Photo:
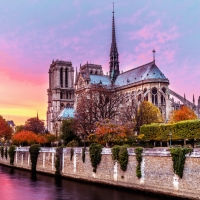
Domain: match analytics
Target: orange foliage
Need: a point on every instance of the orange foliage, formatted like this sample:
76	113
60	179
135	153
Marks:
5	130
107	131
185	113
32	138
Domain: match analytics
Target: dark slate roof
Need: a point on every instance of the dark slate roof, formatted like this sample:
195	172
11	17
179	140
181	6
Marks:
95	79
66	113
10	123
141	73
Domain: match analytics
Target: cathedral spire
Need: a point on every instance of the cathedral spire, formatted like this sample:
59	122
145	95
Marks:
193	99
114	62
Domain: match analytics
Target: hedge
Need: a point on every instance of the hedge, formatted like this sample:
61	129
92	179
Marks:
189	129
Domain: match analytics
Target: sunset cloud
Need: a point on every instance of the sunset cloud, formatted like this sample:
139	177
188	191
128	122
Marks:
33	33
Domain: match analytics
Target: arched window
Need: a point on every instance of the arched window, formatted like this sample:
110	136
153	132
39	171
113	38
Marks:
154	93
61	77
66	77
162	97
164	90
145	97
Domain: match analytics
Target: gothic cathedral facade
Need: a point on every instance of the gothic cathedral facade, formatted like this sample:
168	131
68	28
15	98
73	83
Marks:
145	82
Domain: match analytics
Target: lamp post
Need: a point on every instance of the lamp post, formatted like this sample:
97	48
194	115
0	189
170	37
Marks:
170	142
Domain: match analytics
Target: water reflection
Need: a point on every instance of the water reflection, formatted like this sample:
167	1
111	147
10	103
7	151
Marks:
18	184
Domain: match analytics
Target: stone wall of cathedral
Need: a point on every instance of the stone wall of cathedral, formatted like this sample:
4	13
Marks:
154	92
60	92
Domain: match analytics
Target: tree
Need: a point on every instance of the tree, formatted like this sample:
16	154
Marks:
107	132
35	125
24	137
5	130
67	129
96	104
19	128
147	113
184	113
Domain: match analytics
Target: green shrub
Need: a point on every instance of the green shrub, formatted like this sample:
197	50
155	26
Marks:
123	157
188	129
6	153
95	155
83	154
115	152
34	152
73	143
2	152
71	153
58	162
11	153
178	158
138	152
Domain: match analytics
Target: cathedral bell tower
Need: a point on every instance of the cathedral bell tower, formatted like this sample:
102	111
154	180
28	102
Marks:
114	62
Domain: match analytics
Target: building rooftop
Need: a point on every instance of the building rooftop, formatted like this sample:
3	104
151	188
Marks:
141	73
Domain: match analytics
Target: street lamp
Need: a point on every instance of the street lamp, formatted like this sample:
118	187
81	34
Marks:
170	144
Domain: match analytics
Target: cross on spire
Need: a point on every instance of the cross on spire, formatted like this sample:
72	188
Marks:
114	62
154	53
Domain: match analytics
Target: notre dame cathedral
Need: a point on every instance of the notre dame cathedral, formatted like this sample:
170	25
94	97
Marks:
145	82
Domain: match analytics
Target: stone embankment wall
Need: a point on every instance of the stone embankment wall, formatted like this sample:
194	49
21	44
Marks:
156	167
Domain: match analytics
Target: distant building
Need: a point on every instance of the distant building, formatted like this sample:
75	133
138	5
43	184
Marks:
11	124
145	82
60	94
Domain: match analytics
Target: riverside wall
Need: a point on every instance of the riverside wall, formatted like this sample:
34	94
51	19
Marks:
156	167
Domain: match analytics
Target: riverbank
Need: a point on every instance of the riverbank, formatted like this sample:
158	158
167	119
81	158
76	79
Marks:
156	168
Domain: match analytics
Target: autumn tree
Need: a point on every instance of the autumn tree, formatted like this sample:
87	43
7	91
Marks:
68	129
25	137
147	113
35	125
19	128
5	130
184	113
96	104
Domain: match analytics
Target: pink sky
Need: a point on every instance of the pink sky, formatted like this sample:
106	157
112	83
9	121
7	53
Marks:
33	33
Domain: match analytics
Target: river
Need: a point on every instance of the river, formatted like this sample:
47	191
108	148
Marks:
17	184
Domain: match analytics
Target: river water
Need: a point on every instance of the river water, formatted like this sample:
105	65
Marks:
17	184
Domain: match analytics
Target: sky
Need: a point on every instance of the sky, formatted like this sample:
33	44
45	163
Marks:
34	32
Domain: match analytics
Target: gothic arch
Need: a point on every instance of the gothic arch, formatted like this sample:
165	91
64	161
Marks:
154	95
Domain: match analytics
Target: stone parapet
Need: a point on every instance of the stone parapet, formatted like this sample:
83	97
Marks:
156	169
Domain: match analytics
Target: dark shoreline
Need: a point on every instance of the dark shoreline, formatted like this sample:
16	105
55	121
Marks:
145	192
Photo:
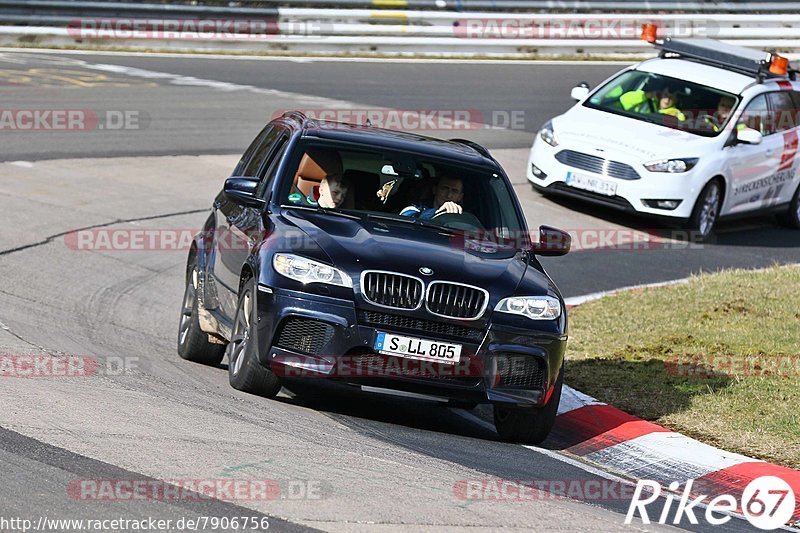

################

Stated goal - Return every line of the entries above that contains the string "foliage". Case counts, so match it only where the letters are exactly as shown.

Answer below -
Target: orange foliage
Need: a point on every instance of the orange foliage, formatted like this sample:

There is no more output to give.